Items for labeling shapes in pictures:
• • • • • • •

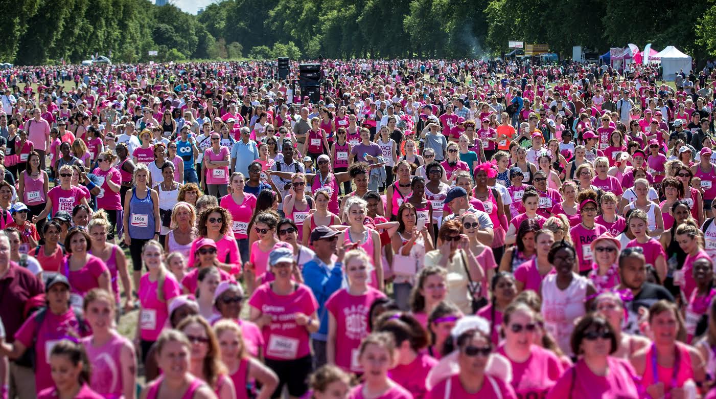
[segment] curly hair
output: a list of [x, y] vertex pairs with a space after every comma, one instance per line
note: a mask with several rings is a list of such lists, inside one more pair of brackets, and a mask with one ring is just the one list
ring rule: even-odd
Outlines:
[[207, 208], [201, 213], [201, 216], [199, 216], [199, 236], [202, 237], [205, 237], [207, 236], [207, 229], [206, 223], [209, 220], [209, 215], [213, 213], [214, 212], [221, 214], [221, 218], [223, 221], [221, 223], [221, 229], [219, 232], [222, 234], [226, 234], [228, 231], [228, 227], [231, 226], [231, 215], [229, 214], [228, 211], [221, 208], [221, 206], [212, 206], [211, 208]]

• • • • • • •

**Given exercise**. Update the entries above by changing "curly hair" to "wavy hair" and leaving everything else as it is. Omit the pictures from your answer.

**Output for this task**.
[segment] wavy hair
output: a list of [x, y] vertex pairs with a space after every comma, one instance per line
note: a mask with several rings is a list of such lists, inside one more pair of brackets, and a mask with one ring is just the one list
ring rule: even-odd
Outlines:
[[207, 208], [201, 213], [201, 216], [199, 216], [199, 236], [202, 237], [205, 237], [207, 236], [207, 229], [206, 223], [209, 220], [209, 215], [213, 213], [214, 212], [221, 214], [221, 218], [223, 221], [221, 223], [221, 229], [219, 232], [222, 234], [226, 234], [228, 231], [228, 227], [231, 226], [231, 215], [229, 214], [228, 211], [221, 208], [221, 206], [212, 206], [211, 208]]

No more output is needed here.